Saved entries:
========================

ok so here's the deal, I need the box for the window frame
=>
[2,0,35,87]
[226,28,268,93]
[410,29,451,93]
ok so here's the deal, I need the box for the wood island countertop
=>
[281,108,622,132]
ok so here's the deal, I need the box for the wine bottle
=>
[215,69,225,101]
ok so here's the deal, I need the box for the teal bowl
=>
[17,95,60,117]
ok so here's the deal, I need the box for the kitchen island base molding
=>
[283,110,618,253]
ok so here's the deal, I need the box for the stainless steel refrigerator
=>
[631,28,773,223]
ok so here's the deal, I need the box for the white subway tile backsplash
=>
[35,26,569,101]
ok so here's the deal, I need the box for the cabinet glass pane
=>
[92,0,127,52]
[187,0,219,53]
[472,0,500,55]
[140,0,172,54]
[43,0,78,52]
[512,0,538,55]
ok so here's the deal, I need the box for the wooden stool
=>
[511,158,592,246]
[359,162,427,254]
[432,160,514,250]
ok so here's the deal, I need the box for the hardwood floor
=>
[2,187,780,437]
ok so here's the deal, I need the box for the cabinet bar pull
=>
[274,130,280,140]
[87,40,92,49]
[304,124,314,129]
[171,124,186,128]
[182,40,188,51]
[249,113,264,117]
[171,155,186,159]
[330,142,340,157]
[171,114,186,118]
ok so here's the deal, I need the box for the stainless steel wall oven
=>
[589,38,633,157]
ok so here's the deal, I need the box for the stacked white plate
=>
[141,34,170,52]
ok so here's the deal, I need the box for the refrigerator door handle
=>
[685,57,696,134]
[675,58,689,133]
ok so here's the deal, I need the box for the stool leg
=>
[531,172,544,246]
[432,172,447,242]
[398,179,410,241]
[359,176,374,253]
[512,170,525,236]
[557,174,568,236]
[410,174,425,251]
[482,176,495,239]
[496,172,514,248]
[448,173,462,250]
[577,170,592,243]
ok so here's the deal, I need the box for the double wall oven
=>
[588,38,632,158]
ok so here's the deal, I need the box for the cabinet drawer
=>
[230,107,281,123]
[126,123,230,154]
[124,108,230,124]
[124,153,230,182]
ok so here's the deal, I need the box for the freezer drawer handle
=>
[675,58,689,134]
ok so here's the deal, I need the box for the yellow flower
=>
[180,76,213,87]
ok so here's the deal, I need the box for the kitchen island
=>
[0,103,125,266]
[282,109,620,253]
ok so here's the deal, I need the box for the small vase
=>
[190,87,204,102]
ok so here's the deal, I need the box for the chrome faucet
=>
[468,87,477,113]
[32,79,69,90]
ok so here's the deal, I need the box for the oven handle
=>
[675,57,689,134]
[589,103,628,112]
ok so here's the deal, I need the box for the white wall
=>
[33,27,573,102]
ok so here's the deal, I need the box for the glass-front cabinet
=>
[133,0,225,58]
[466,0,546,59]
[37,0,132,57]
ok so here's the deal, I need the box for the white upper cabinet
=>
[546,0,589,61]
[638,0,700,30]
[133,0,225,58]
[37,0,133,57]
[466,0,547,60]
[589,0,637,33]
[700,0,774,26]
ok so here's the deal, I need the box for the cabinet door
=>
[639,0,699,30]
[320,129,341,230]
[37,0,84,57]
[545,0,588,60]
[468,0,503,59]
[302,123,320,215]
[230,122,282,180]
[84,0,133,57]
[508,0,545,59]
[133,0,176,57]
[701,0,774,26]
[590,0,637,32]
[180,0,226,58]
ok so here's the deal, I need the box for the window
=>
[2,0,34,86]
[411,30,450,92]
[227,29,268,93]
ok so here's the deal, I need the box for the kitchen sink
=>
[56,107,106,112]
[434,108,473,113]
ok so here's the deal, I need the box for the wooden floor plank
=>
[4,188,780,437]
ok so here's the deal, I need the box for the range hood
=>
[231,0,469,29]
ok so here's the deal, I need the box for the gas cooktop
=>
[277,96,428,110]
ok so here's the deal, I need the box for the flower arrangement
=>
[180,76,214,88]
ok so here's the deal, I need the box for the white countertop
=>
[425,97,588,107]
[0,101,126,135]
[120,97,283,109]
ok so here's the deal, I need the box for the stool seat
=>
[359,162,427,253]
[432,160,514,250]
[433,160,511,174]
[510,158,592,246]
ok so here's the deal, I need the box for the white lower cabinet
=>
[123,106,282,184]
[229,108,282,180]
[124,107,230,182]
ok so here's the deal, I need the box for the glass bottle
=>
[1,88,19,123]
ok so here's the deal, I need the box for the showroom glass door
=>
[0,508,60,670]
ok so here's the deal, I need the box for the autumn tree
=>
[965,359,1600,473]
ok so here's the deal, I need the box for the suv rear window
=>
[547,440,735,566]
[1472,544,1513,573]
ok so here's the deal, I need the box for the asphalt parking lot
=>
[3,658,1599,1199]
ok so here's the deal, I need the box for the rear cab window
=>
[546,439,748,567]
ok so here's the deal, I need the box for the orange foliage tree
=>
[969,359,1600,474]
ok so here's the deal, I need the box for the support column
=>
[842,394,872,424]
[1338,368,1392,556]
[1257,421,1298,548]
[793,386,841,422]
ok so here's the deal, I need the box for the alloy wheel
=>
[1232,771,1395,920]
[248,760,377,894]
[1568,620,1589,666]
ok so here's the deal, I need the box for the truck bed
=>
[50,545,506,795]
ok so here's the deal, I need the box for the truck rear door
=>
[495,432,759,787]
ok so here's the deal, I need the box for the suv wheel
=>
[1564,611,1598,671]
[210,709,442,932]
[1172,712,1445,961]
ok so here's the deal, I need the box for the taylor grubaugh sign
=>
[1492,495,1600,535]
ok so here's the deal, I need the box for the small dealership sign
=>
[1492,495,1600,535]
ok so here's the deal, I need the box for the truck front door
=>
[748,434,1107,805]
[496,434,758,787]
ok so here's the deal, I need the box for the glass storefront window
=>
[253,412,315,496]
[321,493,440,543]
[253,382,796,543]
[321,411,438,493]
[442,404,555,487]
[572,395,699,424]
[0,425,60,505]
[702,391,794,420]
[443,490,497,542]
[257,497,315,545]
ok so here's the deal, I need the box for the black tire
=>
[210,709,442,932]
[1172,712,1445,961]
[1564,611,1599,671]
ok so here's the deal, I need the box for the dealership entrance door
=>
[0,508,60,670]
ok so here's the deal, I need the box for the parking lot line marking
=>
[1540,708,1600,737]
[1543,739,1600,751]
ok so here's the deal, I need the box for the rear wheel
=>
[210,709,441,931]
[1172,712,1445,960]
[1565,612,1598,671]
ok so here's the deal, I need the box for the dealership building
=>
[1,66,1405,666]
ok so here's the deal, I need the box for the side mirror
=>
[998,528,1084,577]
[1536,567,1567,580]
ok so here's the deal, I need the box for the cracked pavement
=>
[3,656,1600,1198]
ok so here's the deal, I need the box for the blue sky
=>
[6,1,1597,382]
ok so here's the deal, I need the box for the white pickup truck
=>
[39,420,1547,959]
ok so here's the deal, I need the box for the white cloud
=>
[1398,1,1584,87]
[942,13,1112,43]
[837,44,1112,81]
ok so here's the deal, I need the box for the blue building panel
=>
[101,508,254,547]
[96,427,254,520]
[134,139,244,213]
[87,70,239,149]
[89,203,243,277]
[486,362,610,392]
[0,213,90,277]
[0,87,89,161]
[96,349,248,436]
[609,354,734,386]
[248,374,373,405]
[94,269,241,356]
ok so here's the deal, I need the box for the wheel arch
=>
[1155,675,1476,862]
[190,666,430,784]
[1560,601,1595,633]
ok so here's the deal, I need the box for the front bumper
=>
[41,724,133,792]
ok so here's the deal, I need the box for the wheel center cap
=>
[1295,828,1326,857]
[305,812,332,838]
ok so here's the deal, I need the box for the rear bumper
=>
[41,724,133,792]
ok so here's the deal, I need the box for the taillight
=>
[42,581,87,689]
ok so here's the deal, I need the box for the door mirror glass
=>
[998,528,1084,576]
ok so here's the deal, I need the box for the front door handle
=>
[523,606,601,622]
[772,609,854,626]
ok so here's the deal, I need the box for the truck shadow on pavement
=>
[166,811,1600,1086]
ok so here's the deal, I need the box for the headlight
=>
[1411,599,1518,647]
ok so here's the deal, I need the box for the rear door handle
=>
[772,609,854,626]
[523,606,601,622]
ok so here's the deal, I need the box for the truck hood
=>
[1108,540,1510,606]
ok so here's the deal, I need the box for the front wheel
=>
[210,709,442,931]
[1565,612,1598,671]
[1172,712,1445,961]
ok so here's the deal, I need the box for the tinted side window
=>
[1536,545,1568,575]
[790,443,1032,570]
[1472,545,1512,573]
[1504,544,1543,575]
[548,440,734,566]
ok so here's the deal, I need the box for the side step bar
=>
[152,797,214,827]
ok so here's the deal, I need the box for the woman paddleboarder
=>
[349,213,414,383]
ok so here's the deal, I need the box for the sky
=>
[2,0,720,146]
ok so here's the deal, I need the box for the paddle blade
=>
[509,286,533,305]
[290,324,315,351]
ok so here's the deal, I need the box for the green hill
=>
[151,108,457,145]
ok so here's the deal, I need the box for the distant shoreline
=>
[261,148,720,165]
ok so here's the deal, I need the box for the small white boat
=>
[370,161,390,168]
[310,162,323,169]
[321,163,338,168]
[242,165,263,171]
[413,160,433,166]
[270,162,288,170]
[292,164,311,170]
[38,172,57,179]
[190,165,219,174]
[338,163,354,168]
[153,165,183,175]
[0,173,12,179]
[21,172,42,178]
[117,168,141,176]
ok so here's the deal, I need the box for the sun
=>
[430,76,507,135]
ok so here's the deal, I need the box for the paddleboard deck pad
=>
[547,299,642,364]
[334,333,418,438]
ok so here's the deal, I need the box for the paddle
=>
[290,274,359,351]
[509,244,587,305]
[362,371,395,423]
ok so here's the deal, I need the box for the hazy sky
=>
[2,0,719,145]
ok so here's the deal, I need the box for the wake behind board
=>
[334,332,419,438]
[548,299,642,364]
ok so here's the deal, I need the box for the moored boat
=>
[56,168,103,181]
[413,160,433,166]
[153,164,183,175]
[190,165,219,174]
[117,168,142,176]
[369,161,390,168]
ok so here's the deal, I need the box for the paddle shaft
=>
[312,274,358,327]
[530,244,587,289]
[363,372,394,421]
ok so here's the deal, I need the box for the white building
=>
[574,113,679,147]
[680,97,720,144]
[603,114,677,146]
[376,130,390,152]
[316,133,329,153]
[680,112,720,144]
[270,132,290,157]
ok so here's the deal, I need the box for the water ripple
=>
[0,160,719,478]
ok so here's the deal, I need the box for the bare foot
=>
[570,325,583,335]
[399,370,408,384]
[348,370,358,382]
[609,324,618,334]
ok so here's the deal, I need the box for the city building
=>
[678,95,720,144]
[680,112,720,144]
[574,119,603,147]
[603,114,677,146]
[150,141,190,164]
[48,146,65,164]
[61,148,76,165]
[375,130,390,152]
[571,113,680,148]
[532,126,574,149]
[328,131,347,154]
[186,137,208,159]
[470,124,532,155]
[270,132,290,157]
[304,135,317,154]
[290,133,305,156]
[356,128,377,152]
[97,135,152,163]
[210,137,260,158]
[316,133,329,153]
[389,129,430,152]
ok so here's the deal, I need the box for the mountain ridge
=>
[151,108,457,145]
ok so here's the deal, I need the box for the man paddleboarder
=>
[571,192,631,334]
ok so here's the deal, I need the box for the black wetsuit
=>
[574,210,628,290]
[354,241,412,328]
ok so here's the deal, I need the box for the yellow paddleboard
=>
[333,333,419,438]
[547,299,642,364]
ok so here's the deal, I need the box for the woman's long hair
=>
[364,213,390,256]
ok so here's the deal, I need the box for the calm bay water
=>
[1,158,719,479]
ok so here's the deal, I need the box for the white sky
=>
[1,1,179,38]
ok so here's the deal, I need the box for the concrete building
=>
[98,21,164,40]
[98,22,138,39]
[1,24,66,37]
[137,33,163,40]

========================

= Task item =
The lines in the records above that include the word "mirror" must be copied out.

= Answer space =
ok so here's the deal, I need the box for the side mirror
ok so here's the deal, I need the box for the door mirror glass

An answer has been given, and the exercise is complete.